## Instructions to follow
Copy out the lines from the one with "the woman's ear?" to the one with "61], [112, 63]]", both included, switching every "woman's" to "person's" and leaving everything else unchanged.

## Record extracts
··········

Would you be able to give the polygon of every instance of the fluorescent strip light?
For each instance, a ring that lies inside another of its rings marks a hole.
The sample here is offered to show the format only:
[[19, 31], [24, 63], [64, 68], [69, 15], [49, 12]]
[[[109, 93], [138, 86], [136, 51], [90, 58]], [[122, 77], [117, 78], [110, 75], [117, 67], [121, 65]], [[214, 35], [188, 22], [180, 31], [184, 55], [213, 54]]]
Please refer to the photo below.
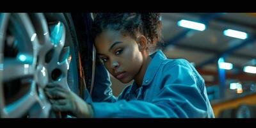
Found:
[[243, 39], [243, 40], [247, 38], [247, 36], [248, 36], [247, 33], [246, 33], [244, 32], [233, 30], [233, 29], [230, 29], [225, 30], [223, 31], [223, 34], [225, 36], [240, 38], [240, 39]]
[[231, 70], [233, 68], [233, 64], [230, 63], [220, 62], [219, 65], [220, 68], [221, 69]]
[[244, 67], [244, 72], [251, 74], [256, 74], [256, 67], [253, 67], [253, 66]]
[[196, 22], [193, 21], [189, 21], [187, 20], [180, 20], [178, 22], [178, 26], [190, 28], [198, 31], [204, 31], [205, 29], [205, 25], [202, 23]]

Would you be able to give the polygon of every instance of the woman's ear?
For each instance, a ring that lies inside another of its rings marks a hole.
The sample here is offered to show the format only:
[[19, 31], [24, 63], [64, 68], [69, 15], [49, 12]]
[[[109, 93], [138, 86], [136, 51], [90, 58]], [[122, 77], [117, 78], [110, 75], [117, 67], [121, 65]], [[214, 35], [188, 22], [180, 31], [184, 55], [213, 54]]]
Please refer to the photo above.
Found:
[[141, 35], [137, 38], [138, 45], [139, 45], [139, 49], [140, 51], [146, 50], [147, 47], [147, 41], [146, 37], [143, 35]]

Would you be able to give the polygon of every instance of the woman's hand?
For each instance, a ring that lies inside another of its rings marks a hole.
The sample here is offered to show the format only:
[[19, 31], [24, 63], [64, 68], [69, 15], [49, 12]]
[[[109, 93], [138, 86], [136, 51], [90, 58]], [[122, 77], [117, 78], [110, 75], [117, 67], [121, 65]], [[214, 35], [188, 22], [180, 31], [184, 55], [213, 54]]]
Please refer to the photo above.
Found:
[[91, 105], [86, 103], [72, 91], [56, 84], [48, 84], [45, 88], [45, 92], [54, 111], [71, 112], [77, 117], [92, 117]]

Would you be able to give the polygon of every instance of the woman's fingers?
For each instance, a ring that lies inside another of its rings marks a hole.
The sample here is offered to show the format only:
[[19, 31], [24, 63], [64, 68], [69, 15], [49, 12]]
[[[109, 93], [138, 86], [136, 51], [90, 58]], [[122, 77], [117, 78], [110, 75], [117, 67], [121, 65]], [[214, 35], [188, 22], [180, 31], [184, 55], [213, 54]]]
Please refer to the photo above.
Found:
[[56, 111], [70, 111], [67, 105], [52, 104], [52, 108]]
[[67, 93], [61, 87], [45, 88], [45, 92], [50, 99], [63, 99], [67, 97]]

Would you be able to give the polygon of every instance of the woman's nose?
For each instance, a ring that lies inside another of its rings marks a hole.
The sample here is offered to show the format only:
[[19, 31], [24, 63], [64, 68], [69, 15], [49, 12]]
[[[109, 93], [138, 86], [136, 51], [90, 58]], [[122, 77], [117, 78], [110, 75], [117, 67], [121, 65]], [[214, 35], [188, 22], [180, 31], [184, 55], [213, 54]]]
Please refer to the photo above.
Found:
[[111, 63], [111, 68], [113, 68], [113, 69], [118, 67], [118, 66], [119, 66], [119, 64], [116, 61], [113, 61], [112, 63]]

··········

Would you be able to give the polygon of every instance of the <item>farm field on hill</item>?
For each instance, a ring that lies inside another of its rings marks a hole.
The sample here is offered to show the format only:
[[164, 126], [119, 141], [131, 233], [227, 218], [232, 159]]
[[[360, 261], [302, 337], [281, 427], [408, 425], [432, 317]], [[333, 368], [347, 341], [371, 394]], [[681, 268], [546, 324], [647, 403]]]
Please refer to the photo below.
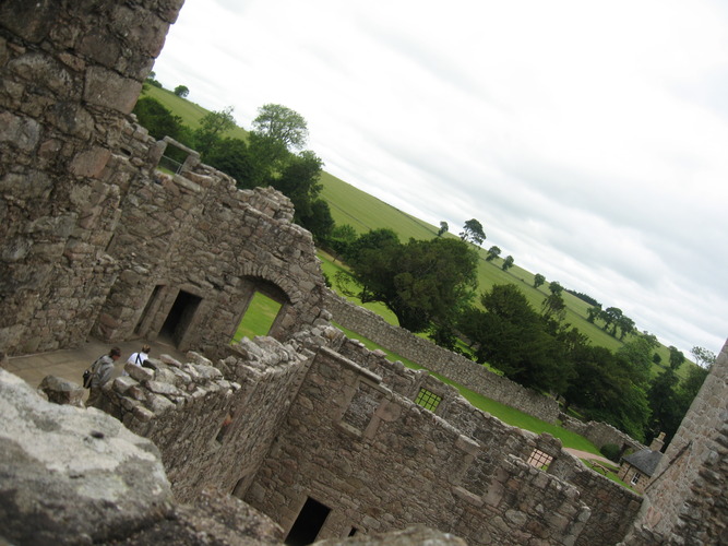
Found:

··········

## Output of the task
Would you be able to give the polygon of every instance of the person's ear?
For each instance, a ring that lies inside another of its rings marks a hole.
The sample here is offered to show the format only:
[[19, 31], [24, 63], [64, 68], [69, 15], [49, 12]]
[[[109, 93], [138, 86], [136, 51], [90, 58]], [[122, 77], [117, 78], [110, 75], [117, 67], [121, 65]], [[214, 35], [188, 22], [180, 31], [184, 55], [213, 54]]]
Please refer to the photo above.
Found:
[[141, 35], [137, 38], [138, 45], [139, 45], [139, 49], [140, 51], [146, 50], [147, 47], [147, 41], [146, 37], [143, 35]]

Would you be able to give the polygon of every instance of the person's hand?
For each instance, a ring that lies inside another of its rings marks a hole.
The sample here is offered to show the format only:
[[19, 31], [24, 63], [64, 68], [69, 15], [49, 12]]
[[[109, 93], [138, 86], [136, 51], [90, 58]], [[122, 77], [117, 78], [110, 75], [117, 67], [121, 65]], [[214, 35], [188, 22], [180, 31], [184, 55], [213, 54]]]
Please refer to the photo above.
Found:
[[91, 105], [86, 103], [72, 91], [56, 84], [48, 84], [45, 88], [45, 92], [54, 111], [71, 112], [77, 117], [92, 117]]

Would you be able to give the polygon of every instance of the person's fingers?
For each instance, a ring that lies inside another of its rings marks a hole.
The sample here is offered to show the format only:
[[19, 31], [24, 63], [64, 68], [69, 15], [49, 12]]
[[[109, 93], [138, 86], [136, 51], [90, 58]], [[122, 77], [117, 78], [110, 75], [117, 67], [121, 65]], [[214, 35], [188, 22], [180, 31], [184, 55], [213, 54]]]
Please refer to the photo above.
Found:
[[56, 111], [70, 111], [67, 105], [52, 104], [52, 108]]
[[67, 93], [61, 87], [45, 88], [45, 92], [50, 99], [63, 99], [67, 97]]

Would you be able to give the polygon of every instance of the person's nose?
For each instance, a ring that lies inside another of its rings marks a hole.
The sample here is offered to show the format only:
[[19, 31], [24, 63], [64, 68], [69, 15], [49, 12]]
[[[109, 93], [138, 86], [136, 51], [90, 58]], [[122, 77], [117, 78], [110, 75], [117, 67], [121, 65]], [[214, 35], [188, 22], [180, 31], [184, 55], [213, 54]]]
Please refer to the photo above.
Found:
[[111, 63], [111, 68], [113, 68], [113, 69], [118, 67], [118, 66], [119, 66], [119, 64], [116, 61], [113, 61], [112, 63]]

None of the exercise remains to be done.